Task: Print the entries exactly as they appear, and omit any images.

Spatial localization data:

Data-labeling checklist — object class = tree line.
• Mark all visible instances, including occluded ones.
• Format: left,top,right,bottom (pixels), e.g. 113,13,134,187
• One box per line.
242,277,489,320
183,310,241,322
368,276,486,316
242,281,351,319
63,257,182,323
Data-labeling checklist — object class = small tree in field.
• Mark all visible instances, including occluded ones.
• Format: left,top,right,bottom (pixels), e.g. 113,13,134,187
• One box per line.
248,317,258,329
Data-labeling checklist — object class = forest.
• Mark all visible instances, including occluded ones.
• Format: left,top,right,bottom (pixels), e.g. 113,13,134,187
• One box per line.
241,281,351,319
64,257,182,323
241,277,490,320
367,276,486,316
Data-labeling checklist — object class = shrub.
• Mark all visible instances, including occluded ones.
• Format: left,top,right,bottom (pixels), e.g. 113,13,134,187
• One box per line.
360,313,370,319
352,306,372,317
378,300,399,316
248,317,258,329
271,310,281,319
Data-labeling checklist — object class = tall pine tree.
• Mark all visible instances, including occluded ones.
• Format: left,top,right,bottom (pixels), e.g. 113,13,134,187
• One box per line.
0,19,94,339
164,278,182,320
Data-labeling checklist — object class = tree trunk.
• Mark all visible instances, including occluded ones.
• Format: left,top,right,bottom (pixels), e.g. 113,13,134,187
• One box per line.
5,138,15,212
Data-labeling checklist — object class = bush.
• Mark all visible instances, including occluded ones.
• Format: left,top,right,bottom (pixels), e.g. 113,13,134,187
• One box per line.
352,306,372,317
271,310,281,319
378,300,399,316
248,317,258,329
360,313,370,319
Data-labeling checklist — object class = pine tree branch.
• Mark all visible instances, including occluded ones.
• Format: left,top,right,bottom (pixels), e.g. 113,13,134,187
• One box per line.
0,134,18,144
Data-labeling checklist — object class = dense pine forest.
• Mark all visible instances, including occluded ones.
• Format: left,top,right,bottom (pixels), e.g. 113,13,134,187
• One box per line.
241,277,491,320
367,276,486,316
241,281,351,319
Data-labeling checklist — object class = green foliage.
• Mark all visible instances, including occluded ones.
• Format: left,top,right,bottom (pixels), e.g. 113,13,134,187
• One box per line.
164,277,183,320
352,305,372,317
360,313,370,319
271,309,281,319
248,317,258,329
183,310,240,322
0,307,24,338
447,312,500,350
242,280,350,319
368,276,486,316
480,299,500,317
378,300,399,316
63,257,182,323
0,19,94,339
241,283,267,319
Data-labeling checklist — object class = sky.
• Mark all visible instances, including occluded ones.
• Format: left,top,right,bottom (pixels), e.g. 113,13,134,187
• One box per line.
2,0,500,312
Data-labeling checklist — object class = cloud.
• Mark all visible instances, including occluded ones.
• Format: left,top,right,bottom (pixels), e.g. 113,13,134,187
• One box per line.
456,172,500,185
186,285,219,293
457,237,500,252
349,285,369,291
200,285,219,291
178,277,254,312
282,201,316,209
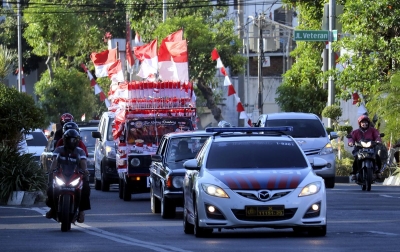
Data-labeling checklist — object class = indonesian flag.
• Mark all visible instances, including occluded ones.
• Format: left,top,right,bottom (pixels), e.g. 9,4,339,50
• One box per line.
126,41,134,74
134,32,143,46
107,60,124,82
81,113,86,122
162,40,189,82
134,39,158,80
90,48,117,77
158,29,184,81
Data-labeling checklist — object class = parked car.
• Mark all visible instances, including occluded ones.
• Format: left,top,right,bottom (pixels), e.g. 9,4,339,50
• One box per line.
79,126,97,183
24,129,48,165
150,131,213,219
254,112,338,188
182,127,327,237
91,112,118,191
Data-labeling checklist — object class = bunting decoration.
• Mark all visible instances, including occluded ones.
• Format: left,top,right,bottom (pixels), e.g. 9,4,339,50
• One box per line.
211,48,252,127
16,68,26,92
81,63,110,107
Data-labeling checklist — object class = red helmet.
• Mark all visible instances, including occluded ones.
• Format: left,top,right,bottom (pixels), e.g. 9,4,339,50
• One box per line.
357,115,370,126
60,113,74,126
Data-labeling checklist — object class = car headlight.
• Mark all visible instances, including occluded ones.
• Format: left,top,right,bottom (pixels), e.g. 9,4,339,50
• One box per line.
299,182,321,197
172,176,184,188
201,183,229,198
106,146,116,159
130,158,140,167
55,176,65,186
320,142,334,155
69,178,81,187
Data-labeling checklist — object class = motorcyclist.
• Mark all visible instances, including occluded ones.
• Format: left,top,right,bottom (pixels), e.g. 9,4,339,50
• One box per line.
55,122,89,157
348,115,382,181
53,113,74,148
45,129,91,223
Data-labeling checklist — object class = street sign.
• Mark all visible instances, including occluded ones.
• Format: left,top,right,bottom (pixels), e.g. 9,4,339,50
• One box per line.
294,30,329,41
332,30,338,41
262,57,270,67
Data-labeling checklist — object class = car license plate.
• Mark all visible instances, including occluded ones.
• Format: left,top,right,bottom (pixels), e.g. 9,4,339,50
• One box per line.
245,205,284,216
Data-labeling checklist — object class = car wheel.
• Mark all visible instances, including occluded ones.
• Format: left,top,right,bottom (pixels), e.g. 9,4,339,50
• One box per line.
94,178,101,190
161,190,175,219
307,225,327,237
193,200,213,237
183,207,194,234
324,177,335,188
122,180,131,201
100,169,110,192
150,186,161,214
118,178,123,199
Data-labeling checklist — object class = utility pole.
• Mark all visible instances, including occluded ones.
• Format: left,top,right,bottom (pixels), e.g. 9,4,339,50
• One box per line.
17,0,22,92
258,15,264,114
328,0,336,127
237,0,245,126
162,0,167,22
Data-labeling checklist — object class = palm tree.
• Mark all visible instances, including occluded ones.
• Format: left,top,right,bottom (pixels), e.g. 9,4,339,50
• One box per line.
0,44,17,84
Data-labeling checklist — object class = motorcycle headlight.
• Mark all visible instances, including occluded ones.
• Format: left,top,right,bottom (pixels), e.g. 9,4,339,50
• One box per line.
55,176,65,186
69,178,81,187
130,158,140,167
172,176,184,188
299,182,321,197
361,141,371,148
106,146,116,159
320,142,334,155
201,183,229,198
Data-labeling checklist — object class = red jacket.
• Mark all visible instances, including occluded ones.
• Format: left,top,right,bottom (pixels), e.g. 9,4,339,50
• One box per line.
348,127,382,145
56,138,89,157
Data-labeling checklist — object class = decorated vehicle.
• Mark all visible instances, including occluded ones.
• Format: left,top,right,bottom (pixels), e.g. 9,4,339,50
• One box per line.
107,81,197,201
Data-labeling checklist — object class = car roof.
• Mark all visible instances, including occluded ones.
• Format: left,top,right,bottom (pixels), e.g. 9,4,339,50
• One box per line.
163,130,214,139
205,127,296,142
79,127,98,131
263,112,319,120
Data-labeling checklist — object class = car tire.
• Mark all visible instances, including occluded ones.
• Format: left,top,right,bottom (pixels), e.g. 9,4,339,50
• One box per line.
324,177,335,188
183,207,194,234
194,200,213,237
150,186,161,214
94,178,101,190
122,180,131,201
161,190,175,219
307,225,327,237
100,169,110,192
118,178,123,199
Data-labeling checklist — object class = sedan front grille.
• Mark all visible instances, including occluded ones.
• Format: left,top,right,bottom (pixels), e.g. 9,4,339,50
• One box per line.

Solved problem:
Data-labeling checklist — object class = tree line.
• Mark all visible instances, including occluded ones.
• Format: left,top,right,bottom (pixels), e.g. 113,13,134,187
• One box per line.
242,277,489,320
183,310,241,322
368,276,486,316
242,281,351,319
63,257,182,323
Data-labeling checklist — object class = small tree in field.
• Mark all visible instances, including occluded ones.
• Format: left,top,right,bottom (pixels), e.g. 113,13,134,187
• One box per line.
248,317,258,329
Data-labeling checklist — object class = forest.
• Mark all visible instances, including occluded ones.
• Format: left,top,right,bottom (pixels), e.g. 113,13,134,187
• One box per line.
241,281,351,319
64,257,182,323
241,277,490,320
367,276,486,316
Data-labeling checklist — object class = shrub.
• Mark all visible instances, including occluded ones.
• Format: left,top,right,bottom (pixels), e.g. 113,13,134,187
• One box per line.
360,313,370,319
352,306,372,317
378,300,399,316
248,317,258,329
271,310,281,319
Data-labeling checklist — object class = tall pine tree.
• Mark all visible instances, including occluded ones.
• Format: left,top,right,bottom (pixels), e.g. 113,13,134,187
• One box per line.
0,19,94,339
164,278,182,320
Data-labeling checklist — object class = tree trunk.
• Mark all visible instances, including occluded ones.
• Format: left,top,right,bottom (pixels), e.g. 113,13,134,187
• One box per line.
5,138,15,212
Data-labeling checklist — object class = bush.
• Mark all visible instances, including occluded ones.
• Format: left,top,right,bottom (pixels), e.g. 113,13,134,187
• One box per line.
352,306,372,317
271,310,281,319
378,300,399,316
248,317,258,329
360,313,370,319
Data-labeling checklist — object class = pine tree branch.
• Mark all visible instances, including occluded ones.
• Format: left,top,right,bottom (pixels), e.g. 113,13,134,187
• One box per line.
0,134,18,144
Data-labeling checklist — object class = dense pine forest.
• Mark all visible instances, including occluded ones.
• Format: left,top,right,bottom (pixels), e.g. 113,13,134,187
• One box per line.
241,277,491,320
367,276,486,316
241,281,351,319
Data-labeling checklist — object class = green foliage.
• Mark all visible instances, including occluded ones.
• Format: left,top,right,bottom (pixels), e.g. 113,13,134,187
• One box per line.
164,277,183,320
352,305,372,317
360,313,370,319
271,309,281,319
248,317,258,329
183,310,240,322
0,307,24,338
447,312,500,350
242,280,350,319
368,276,486,316
480,299,500,317
378,300,399,316
63,257,182,323
0,19,94,339
241,283,267,319
Data-labeling checklist — object class = sky.
• Mark all visible instances, including occluded ones.
• Format: left,top,right,bottom (pixels), e.g. 113,13,134,187
• One box per line.
2,0,500,312
Data-labeling checklist — object class = cloud.
• Mark all visible instances, including occluded ones.
• Format: left,top,right,bottom (pixels), e.g. 113,13,134,187
• One box per line.
456,172,500,185
186,285,219,293
457,237,500,252
349,285,369,291
200,285,219,291
178,277,254,312
282,201,316,209
Data-labeling checklist — object class = indonesian flag.
• Mark all visible instances, including occluded ones.
• Format: left,top,right,bottom (pixels), e.g. 9,4,339,50
• One box per line.
126,41,134,74
134,32,143,46
107,60,124,82
81,113,86,122
162,40,189,82
134,39,158,80
90,48,117,77
158,29,184,81
Data-labeling checklist — object class = parked car.
• Mark all visible instances, including occluded ones.
• Format: left,top,right,bottom (pixels), e.g. 9,4,339,50
• One box per line.
79,126,97,183
24,129,48,165
150,131,213,219
254,112,338,188
182,127,327,237
91,112,118,191
Data-labeling checklist — object class = bunting decoration.
• Mark all visible instances, including occluded ones.
• Format: left,top,right,bottom (pixels), e.g. 9,4,339,50
• One box per line.
211,48,252,127
16,68,26,92
81,63,110,107
Data-labeling checklist — object class = red helmet.
• Mark all visible instances, including occluded ones.
• Format: left,top,right,bottom (pixels), e.g. 9,4,339,50
• One box per line.
357,115,370,126
60,113,74,126
Data-labeling checklist — object class = car headlight.
• Mark all visible instances, including occluded ones.
• Format: left,top,right,bottom (pixels), e.g. 9,4,339,50
• One box per line.
299,182,321,197
172,176,184,188
201,183,229,198
106,146,116,159
130,158,140,167
55,176,65,186
320,142,334,155
69,178,81,187
Data-labeling checklist — object class = motorcyclist.
• Mark all visible instances, including occluded ones.
• Format: left,top,right,bottom (pixels), e.g. 9,4,339,50
• One box per line.
55,122,89,157
348,115,382,181
53,113,74,148
45,129,91,223
Data-labeling checklist — object class = street sign.
• Mark all visible instances, including occluded ones.
• Format: left,top,right,bottom (pixels), e.g. 9,4,339,50
• One box per line.
294,30,329,41
332,30,338,41
262,57,270,67
Data-labeling checklist — object class = car license plate.
• Mark all visible instances, including occluded ones.
• Format: left,top,right,bottom (pixels), e.g. 9,4,339,50
• One box per line.
245,205,284,216
Data-labeling checklist — object class = car wheel.
• Mark all visible instances, including occluded ones.
• Format: left,top,right,bottom (pixels), e.g. 9,4,339,50
• One box per line.
94,178,101,190
161,190,175,219
307,225,327,237
193,200,213,237
183,207,194,234
324,177,335,188
122,180,131,201
100,169,110,192
150,186,161,214
118,178,123,199
Data-labeling checklist — object class = utility pole.
• Mark all visible instances, including occluded ones.
• Format: left,top,right,bottom (pixels), e.g. 9,4,339,50
• One box per line.
17,0,22,92
258,15,264,114
328,0,336,127
237,0,245,126
162,0,167,22
Data-labeling checklist — object class = palm tree.
• Mark all visible instances, including occluded ones.
• Format: left,top,right,bottom (pixels), e.g. 9,4,339,50
• One box per line.
0,44,17,84
Data-labeling checklist — object class = motorcycle headlight.
• Mark all visible instances, including occluded ones.
• Format: left,top,right,bottom (pixels), e.g. 9,4,339,50
• One box per line.
55,176,65,186
69,178,81,187
130,158,140,167
172,176,184,188
299,182,321,197
361,141,371,148
106,146,116,159
320,142,334,155
201,183,229,198
Data-labeling checklist — object class = red jacket.
• Mark all visible instances, including occluded ones.
• Format: left,top,right,bottom (pixels), e.g. 9,4,339,50
• One box per line.
348,127,382,145
56,138,89,157
Data-labeling checklist — object class = decorated vehicle.
• Mark all visible instances, including occluded ones.
• Format: left,top,right,bottom (pixels), e.g. 9,4,339,50
• One box per line.
107,81,197,201
Data-labeling checklist — object class = car roof.
• Mark all visible instances, including occluded ones.
• Format: left,top,right,bottom (pixels), e.g. 9,4,339,50
• One box per line.
163,130,214,139
205,127,296,142
79,127,98,131
263,112,319,120
Data-labeling checklist — object class = car tire.
• Mark all visible instances, including occluded ones.
• Format: left,top,right,bottom (pixels), e.g. 9,4,339,50
• One box per line.
324,177,335,188
183,207,194,234
194,200,213,237
150,186,161,214
94,178,101,190
122,180,131,201
161,190,175,219
307,225,327,237
100,169,110,192
118,178,123,199
Data-labeling checklist — object class = sedan front grille.
• Mark all visible instances, including occluded ones.
• Format: left,top,right,bottom (pixels), e.g. 9,4,339,50
• One box per line.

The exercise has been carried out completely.